**Stored records:**
********************

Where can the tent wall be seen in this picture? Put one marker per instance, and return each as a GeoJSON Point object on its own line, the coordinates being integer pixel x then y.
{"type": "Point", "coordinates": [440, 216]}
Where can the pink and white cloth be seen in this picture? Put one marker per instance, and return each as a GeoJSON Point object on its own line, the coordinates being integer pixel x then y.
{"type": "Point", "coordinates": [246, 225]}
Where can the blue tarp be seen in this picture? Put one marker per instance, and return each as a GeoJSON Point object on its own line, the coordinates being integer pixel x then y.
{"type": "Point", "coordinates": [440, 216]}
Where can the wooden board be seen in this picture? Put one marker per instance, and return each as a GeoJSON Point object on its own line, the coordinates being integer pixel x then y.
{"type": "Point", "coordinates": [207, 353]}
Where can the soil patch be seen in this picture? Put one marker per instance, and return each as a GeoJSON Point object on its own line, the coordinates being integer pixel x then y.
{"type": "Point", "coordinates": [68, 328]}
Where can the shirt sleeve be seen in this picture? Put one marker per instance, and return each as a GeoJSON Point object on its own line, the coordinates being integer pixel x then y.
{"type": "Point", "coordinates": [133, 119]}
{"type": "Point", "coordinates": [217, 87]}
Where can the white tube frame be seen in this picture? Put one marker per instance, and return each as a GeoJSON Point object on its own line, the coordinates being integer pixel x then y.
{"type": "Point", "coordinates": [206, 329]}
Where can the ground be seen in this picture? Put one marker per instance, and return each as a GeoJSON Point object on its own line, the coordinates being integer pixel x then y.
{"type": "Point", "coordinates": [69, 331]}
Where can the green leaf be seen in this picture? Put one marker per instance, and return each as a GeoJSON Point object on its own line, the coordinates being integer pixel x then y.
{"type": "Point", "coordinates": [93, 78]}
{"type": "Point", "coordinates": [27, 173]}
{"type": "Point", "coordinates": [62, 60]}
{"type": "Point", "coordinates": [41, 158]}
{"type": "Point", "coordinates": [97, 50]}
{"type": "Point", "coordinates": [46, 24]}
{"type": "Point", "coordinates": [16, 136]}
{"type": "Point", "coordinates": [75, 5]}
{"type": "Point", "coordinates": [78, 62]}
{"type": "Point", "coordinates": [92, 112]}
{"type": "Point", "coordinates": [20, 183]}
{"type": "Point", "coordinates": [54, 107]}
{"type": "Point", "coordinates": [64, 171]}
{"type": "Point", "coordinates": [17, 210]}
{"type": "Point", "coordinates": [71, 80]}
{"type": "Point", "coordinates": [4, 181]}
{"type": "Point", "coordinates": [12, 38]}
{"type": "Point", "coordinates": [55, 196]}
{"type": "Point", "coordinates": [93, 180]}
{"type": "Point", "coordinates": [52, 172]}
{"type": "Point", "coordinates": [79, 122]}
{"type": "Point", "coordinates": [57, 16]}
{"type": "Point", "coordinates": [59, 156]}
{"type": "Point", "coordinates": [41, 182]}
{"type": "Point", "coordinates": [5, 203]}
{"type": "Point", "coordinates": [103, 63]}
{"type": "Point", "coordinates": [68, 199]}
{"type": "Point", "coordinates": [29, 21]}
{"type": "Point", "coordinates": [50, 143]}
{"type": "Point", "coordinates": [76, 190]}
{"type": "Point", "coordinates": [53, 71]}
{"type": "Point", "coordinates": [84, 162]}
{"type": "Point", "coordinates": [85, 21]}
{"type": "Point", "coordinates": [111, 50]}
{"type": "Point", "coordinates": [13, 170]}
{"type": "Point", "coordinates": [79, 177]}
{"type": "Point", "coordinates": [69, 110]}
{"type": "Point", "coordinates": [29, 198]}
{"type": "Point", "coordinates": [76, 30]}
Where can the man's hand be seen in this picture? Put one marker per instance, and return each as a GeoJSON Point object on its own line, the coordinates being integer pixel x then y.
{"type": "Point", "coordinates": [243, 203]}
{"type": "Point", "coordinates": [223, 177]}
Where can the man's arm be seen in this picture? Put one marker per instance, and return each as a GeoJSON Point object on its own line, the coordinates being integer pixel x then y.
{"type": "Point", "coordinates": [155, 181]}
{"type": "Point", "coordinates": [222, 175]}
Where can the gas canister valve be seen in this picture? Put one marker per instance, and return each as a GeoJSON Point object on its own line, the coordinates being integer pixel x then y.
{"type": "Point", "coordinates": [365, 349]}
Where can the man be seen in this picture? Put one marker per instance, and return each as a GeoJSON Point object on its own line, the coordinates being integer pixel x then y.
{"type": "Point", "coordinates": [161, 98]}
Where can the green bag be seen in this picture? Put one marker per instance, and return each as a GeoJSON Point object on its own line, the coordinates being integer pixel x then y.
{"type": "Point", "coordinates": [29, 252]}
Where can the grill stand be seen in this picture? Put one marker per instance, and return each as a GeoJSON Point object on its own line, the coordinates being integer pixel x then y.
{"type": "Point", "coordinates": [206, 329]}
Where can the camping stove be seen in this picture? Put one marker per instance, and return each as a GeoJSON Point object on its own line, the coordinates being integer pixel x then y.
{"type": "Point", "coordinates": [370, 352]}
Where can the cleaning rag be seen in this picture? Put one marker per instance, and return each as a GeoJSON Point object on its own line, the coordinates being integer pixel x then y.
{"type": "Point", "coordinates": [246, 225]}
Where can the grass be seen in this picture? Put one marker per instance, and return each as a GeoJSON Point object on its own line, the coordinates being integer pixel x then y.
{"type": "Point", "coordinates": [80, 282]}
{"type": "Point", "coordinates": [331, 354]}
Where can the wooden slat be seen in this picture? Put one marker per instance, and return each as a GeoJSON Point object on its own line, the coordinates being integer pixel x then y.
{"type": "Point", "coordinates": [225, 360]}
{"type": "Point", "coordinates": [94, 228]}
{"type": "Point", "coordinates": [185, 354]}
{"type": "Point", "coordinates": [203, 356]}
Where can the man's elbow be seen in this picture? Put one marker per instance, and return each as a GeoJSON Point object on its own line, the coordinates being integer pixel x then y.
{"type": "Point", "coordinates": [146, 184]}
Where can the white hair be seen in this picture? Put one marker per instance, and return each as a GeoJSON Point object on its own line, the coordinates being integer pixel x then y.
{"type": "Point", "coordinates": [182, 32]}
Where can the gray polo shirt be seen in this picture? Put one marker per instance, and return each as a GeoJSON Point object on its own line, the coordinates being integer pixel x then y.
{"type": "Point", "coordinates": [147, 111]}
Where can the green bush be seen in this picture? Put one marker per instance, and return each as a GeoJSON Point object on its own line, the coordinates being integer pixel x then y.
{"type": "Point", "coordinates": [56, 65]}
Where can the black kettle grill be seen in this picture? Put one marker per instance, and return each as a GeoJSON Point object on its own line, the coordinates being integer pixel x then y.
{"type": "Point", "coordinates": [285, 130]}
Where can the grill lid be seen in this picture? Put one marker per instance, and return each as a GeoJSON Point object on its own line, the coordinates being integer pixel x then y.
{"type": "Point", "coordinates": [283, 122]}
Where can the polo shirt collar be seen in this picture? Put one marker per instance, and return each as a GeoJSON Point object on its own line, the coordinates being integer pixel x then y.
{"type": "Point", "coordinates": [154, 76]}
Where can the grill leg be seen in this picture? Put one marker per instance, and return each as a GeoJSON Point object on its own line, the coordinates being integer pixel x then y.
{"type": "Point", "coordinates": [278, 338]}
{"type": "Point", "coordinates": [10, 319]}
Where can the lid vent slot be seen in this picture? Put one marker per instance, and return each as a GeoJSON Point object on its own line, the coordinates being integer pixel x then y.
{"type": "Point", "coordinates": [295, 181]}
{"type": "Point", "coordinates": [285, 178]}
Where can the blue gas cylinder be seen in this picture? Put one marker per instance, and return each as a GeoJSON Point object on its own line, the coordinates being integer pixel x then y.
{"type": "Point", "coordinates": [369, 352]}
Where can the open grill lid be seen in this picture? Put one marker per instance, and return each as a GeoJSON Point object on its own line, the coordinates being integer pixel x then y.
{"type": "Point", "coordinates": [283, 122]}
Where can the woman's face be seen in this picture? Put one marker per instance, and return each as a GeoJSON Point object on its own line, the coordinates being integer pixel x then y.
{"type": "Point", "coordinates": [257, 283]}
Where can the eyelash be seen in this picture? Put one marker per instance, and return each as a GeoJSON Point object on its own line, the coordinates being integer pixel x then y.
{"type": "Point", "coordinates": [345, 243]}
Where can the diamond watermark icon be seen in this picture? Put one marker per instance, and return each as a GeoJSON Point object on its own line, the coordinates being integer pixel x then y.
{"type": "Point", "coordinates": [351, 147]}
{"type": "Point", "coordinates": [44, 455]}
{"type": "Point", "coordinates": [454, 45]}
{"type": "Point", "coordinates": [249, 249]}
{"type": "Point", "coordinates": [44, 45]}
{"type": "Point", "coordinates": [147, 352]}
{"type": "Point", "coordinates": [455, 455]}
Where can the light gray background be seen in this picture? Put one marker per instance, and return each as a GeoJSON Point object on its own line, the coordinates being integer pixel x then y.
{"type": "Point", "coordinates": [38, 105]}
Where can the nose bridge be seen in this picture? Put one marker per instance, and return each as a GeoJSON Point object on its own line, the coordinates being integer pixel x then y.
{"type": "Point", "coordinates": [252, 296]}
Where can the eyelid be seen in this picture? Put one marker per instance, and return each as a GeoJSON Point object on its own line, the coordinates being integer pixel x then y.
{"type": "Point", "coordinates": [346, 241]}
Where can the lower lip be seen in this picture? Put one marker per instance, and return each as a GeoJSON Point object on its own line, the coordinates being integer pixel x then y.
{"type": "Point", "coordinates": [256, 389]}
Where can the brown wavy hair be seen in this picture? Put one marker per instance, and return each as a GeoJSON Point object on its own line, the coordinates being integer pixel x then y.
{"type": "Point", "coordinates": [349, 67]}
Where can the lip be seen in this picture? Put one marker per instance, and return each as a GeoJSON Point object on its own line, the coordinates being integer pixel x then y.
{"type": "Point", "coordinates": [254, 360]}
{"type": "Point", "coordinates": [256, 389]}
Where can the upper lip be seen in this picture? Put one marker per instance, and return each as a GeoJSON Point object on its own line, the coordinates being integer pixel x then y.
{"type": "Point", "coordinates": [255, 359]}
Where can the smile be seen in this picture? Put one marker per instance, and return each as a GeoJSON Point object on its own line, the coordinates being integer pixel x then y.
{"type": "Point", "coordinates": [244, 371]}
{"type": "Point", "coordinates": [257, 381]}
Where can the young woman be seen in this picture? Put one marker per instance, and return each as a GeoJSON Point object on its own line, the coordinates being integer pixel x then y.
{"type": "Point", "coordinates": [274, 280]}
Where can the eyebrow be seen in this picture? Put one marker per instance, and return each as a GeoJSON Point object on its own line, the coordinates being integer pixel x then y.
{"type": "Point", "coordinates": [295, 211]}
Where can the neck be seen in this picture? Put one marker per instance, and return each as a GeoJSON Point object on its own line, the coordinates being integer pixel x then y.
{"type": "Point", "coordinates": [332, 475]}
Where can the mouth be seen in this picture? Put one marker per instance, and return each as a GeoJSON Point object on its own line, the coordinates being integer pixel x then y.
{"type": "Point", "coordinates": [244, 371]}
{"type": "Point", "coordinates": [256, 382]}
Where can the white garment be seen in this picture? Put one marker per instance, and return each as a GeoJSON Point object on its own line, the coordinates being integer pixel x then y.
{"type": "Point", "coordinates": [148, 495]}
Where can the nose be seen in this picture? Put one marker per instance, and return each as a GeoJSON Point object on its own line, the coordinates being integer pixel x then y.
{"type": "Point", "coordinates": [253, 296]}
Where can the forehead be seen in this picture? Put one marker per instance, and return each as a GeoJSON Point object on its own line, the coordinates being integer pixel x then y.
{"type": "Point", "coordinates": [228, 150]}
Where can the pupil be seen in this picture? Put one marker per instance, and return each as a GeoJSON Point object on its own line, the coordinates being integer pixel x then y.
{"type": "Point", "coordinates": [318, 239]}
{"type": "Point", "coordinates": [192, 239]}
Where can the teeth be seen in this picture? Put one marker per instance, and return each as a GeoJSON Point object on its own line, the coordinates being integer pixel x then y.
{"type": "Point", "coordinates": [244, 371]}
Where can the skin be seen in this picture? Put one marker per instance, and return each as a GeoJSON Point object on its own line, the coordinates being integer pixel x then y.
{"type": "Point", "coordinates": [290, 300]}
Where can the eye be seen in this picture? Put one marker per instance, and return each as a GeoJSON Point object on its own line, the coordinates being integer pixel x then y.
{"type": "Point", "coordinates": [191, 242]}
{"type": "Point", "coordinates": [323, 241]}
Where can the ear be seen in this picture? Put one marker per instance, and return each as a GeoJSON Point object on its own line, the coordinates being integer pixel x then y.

********************

**STATED PROBLEM:**
Repeat, word for word, every line from the line that contains "Where can the forehead" to the end of the entries; include both of those lines and no others.

**SOLUTION TO THIS TASK:**
Where can the forehead be seen in this picture? Put one marker per instance, and return each as a GeoJSON Point object on its own line, the coordinates being integer pixel x then y.
{"type": "Point", "coordinates": [228, 150]}
Where can the pupil be seen in this picture? Put one marker per instance, and return each as a GeoJSON Point object on its own line, the coordinates being integer pixel x then y.
{"type": "Point", "coordinates": [318, 239]}
{"type": "Point", "coordinates": [192, 239]}
Where can the teeth be seen in this picture? Put one marker per instance, and return each as a GeoJSON Point object on its own line, the coordinates being integer pixel x then y.
{"type": "Point", "coordinates": [244, 371]}
Where can the skin be seen in this picture? Put one marker per instance, and return each as a GeoJSON Point object on its own line, the coordinates being integer pixel x then y.
{"type": "Point", "coordinates": [290, 300]}
Where can the eye be seen in this picture? Put one marker per instance, and return each as a GeoJSON Point object on its own line, the coordinates being integer pixel x then y.
{"type": "Point", "coordinates": [191, 242]}
{"type": "Point", "coordinates": [323, 241]}
Where can the ear be seen in this picture? Put one marker per instance, and return each as a GeoJSON Point object on its own line, the coordinates being integer pixel x then y.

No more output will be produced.